__DOCUMENT EXTRACT__
Several environments in Flow exist to train RL agents of different forms (e.g. autonomous vehicles, traffic lights) to perform a variety of different tasks. These environments are often scenario or task specific; however, some can be deployed on an ambiguous set of scenarios as well. One such enviornment, `AccelEnv`, may be used to train a variable number of vehicles in a fully observable network with a *static* number of vehicles.

In [13]:
from flow.envs.loop.loop_accel import AccelEnv

The use of an environment allows us to view the cumulative reward simulation rollouts receive, along with to specify the state/action spaces.

Envrionments in Flow are parametrized by three components:
* env_params
* sumo_params
* scenario

### 3.1 SumoParams
`SumoParams` specifies simulation-specific variables. These variables include the length of any simulation step and whether to render the GUI when running the experiment. For this example, we consider a simulation step length of 0.1s and activate the GUI.

__TO BE DONE__
Please name the three components that parametrize environments, according to the Flow environments text.

__DATASET EXTRACT__
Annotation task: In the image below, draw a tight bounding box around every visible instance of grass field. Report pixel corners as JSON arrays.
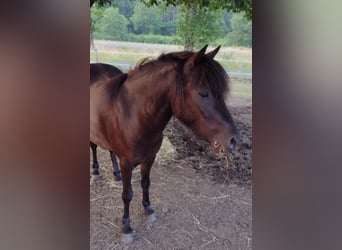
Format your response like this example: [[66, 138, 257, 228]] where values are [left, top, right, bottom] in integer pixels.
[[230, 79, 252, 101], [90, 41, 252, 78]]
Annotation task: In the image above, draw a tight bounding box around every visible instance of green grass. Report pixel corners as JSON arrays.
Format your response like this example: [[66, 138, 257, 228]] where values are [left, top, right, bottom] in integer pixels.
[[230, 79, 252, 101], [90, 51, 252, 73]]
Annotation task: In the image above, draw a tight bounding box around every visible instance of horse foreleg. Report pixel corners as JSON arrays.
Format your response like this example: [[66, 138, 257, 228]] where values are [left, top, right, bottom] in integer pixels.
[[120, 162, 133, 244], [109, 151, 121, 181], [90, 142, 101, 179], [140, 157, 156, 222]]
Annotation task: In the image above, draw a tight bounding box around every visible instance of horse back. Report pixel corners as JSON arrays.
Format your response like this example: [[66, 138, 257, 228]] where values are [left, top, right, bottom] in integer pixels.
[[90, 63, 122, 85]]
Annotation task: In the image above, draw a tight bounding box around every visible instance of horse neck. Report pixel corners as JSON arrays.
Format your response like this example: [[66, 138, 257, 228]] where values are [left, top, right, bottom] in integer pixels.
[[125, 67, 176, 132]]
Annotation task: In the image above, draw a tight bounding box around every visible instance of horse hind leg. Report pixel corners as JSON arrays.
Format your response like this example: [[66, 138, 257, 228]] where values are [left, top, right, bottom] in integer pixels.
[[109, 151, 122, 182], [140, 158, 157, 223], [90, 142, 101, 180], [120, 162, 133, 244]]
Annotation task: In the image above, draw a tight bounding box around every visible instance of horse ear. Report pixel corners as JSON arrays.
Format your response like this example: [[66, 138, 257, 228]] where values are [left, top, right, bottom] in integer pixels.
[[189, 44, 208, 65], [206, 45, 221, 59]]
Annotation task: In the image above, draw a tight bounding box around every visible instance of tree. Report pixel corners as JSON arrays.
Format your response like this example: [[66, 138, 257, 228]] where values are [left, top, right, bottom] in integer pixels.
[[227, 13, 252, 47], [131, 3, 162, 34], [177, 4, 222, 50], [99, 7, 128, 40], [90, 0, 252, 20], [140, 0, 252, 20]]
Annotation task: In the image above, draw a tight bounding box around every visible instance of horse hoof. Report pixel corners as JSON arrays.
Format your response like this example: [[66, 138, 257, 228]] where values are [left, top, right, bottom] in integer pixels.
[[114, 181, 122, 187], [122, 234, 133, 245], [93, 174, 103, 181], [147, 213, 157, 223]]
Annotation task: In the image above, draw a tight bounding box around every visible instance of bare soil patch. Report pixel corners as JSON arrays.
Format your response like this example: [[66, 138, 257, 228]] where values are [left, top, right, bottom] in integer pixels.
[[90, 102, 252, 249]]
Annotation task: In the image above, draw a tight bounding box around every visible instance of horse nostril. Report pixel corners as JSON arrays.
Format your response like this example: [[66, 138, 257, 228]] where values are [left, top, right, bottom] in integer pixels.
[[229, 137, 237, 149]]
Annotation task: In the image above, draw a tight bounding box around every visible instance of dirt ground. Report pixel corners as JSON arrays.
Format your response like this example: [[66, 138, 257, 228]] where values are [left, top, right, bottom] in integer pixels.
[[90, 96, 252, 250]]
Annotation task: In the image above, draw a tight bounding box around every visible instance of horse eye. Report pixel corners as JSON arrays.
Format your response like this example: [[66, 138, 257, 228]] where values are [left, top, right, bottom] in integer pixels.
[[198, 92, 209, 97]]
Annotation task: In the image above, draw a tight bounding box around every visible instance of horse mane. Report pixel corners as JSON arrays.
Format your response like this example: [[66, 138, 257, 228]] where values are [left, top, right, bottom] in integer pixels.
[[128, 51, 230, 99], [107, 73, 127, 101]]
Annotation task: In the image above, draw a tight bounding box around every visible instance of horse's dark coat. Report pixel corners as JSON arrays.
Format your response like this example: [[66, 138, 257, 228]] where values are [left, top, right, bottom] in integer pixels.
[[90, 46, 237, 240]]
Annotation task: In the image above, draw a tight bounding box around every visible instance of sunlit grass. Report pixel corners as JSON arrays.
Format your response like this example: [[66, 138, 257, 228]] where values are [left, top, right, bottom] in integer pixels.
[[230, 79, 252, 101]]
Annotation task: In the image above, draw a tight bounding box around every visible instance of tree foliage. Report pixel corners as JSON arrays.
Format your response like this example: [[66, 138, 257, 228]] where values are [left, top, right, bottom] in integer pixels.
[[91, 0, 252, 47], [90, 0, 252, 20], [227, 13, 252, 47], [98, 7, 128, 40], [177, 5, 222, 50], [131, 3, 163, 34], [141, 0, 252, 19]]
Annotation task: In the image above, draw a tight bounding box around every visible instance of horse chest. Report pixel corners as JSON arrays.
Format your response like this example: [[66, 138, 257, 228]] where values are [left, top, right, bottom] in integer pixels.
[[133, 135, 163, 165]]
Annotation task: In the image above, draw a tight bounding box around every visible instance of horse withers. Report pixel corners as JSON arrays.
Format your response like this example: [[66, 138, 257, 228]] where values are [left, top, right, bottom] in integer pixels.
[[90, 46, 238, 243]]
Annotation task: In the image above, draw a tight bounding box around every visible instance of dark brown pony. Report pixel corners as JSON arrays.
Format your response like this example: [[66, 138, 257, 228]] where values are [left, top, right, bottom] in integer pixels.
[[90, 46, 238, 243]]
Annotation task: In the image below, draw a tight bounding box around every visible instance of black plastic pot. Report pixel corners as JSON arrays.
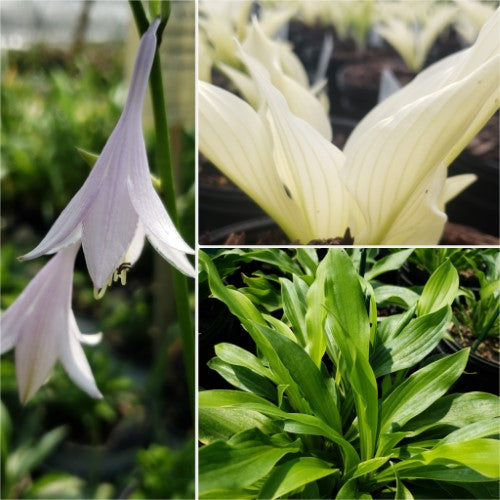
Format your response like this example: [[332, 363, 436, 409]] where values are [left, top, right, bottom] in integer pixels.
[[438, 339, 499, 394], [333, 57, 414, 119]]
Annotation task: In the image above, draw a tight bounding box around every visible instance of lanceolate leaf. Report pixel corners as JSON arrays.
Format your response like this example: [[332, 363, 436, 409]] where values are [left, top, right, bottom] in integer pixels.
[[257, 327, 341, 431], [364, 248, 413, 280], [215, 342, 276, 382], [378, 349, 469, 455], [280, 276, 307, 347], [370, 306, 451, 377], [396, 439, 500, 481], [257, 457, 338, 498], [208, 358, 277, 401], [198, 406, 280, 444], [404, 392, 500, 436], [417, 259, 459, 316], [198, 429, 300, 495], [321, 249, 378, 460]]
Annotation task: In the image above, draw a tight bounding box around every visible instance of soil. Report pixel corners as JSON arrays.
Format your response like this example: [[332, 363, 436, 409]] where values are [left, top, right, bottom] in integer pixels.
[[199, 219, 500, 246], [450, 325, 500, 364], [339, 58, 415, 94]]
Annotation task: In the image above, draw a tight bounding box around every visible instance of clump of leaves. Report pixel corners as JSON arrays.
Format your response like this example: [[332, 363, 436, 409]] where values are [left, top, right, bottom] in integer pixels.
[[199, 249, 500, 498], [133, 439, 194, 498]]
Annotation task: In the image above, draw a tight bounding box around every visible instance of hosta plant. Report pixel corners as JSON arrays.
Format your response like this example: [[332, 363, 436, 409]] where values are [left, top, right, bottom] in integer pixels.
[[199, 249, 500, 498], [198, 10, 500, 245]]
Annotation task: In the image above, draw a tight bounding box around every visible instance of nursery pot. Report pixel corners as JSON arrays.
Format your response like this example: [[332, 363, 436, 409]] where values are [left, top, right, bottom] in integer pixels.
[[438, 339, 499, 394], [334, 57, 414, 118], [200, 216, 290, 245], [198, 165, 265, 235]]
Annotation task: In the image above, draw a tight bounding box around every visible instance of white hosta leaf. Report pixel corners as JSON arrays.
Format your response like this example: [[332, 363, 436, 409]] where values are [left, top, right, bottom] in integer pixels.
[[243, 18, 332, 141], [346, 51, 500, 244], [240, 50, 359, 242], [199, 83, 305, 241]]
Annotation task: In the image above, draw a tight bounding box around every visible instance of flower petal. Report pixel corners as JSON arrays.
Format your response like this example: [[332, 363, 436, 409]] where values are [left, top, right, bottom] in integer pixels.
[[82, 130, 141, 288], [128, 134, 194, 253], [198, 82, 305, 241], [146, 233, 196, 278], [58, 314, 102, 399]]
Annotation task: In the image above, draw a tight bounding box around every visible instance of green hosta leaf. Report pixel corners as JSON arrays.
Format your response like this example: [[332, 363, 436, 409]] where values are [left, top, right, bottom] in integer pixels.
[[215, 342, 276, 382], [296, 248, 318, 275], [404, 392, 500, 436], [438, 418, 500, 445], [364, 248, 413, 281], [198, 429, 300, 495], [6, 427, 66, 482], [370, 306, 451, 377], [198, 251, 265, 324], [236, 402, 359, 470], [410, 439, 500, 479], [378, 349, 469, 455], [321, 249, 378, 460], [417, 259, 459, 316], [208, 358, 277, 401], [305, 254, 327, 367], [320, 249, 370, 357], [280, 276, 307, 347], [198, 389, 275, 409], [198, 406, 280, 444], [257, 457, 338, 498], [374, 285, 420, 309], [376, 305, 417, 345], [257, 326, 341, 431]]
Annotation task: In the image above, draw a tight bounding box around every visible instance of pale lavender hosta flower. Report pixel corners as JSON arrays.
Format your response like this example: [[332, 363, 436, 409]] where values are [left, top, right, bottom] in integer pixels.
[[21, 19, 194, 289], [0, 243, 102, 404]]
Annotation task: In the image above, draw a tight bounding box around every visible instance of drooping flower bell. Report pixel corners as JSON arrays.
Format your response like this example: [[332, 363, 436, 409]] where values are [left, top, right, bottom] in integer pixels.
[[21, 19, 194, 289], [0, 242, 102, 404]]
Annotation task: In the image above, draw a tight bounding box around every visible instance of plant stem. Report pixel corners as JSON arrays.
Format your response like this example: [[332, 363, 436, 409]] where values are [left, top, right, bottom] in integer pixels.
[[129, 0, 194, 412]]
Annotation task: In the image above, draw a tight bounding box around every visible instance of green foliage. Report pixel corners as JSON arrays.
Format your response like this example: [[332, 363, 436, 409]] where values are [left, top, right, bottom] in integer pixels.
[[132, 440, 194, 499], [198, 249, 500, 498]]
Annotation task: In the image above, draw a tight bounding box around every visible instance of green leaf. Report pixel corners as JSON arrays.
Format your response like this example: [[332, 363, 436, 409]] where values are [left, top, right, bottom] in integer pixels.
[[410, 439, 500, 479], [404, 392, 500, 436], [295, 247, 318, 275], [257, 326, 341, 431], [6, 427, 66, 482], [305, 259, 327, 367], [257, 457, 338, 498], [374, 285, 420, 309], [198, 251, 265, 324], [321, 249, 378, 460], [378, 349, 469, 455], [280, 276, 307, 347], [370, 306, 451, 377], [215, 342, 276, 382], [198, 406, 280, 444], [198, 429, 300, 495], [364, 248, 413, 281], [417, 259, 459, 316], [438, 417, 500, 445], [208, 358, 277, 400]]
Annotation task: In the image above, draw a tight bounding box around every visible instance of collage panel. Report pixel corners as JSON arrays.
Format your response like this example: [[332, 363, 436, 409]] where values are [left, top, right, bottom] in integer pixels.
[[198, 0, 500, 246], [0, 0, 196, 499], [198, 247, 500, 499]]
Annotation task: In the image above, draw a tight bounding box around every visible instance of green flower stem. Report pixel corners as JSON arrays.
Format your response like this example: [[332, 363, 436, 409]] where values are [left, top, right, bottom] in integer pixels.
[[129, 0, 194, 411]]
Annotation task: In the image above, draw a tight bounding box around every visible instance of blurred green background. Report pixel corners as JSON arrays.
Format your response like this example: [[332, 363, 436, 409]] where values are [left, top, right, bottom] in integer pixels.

__TASK SOLUTION__
env_params, sumo_params, and scenario